Transcribe every line of the entries exactly.

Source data
────

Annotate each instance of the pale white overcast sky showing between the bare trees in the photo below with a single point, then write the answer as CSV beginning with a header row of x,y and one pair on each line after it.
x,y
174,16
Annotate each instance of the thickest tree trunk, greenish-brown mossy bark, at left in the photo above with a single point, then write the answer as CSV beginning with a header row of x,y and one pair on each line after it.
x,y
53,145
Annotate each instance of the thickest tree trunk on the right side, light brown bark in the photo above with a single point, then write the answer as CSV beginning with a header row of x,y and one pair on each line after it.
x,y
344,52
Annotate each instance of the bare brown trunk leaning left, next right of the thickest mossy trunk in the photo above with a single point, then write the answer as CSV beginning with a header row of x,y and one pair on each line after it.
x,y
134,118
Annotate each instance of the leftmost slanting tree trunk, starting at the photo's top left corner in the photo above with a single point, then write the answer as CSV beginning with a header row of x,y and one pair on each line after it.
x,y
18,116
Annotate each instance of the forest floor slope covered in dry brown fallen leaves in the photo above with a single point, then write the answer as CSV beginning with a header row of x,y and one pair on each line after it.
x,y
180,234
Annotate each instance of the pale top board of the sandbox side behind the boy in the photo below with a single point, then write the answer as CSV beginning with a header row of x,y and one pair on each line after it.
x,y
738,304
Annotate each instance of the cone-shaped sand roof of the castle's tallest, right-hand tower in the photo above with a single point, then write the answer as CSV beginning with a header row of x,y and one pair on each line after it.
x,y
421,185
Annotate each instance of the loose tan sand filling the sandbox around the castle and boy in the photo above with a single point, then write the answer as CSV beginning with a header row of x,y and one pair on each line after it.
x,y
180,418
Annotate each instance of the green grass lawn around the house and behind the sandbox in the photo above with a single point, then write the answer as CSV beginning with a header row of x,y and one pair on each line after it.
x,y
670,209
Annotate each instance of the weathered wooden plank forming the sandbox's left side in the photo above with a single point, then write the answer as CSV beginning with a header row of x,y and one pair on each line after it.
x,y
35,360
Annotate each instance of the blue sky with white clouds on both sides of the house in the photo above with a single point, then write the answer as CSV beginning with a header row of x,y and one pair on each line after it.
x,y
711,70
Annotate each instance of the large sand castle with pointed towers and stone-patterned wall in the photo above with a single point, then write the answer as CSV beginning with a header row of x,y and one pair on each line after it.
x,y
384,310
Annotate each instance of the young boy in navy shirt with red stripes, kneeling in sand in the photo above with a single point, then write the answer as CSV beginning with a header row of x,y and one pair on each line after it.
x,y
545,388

────

**Solution for this task**
Annotate each instance of the pale white overcast sky showing between the bare trees in the photo below with a single point, then write the answer as CSV beginning with a header row of x,y and one pair on each line after it.
x,y
174,16
Annotate each instance of the thickest tree trunk, greenish-brown mossy bark, at left in the photo above with a single point, then write the answer as CSV beginning with a header row of x,y and one pair on each line after it.
x,y
53,145
Annotate each instance of the thickest tree trunk on the right side, light brown bark in the photo above with a single point, then write the answer as CSV beginning with a header row of x,y and one pair on each line after it.
x,y
344,52
Annotate each instance of the bare brown trunk leaning left, next right of the thickest mossy trunk in the photo above with a single point, then write the answer as CSV beginning with a header row of x,y and one pair on each line after it.
x,y
134,118
Annotate each instance of the leftmost slanting tree trunk, starting at the photo's top left corner in the photo above with a single point, then write the answer as CSV beginning with a header row of x,y and one pair on each line after it.
x,y
18,116
Annotate each instance of the forest floor slope covered in dry brown fallen leaves in the photo above with a single point, then write the answer as CSV beginning with a header row of x,y and one pair on each line after it.
x,y
180,234
Annotate each instance of the pale top board of the sandbox side behind the boy in the photo below with a single point, then write the answer as CSV beginning with a header row of x,y and one pair on each line after it.
x,y
738,304
Annotate each instance of the cone-shaped sand roof of the castle's tallest, right-hand tower in the photo above with a single point, then write the answer as CSV beginning with a header row of x,y and one pair on each line after it.
x,y
421,185
Annotate each instance of the loose tan sand filling the sandbox around the castle and boy in the photo above with a single point, then write the answer as CSV beginning with a header row of x,y and one pair on each line after it.
x,y
180,418
Annotate each instance of the green grass lawn around the house and behind the sandbox in the photo above with a single point, then write the answer as CSV beginning with a header row of x,y and one pair on each line after it.
x,y
670,209
Annotate each instance of the weathered wooden plank forming the sandbox's left side in the photo above with a single point, then write the answer as CSV beginning with a header row of x,y and one pair on each line after it.
x,y
35,360
Annotate each instance of the blue sky with white clouds on both sides of the house in the photo above with a single point, then write the answer as CSV beginning with a header row of x,y and one pair on each line after it.
x,y
711,70
Annotate each instance of the large sand castle with pointed towers and stone-patterned wall in the photo above with a single point, then write the answer as CSV beginning with a header row of x,y and one pair on each line after it.
x,y
384,310
Annotate each instance of the young boy in navy shirt with red stripes, kneeling in sand in the photo above with a single point, then write the answer as CSV beginning with a header row of x,y and one pair on each line after it.
x,y
545,388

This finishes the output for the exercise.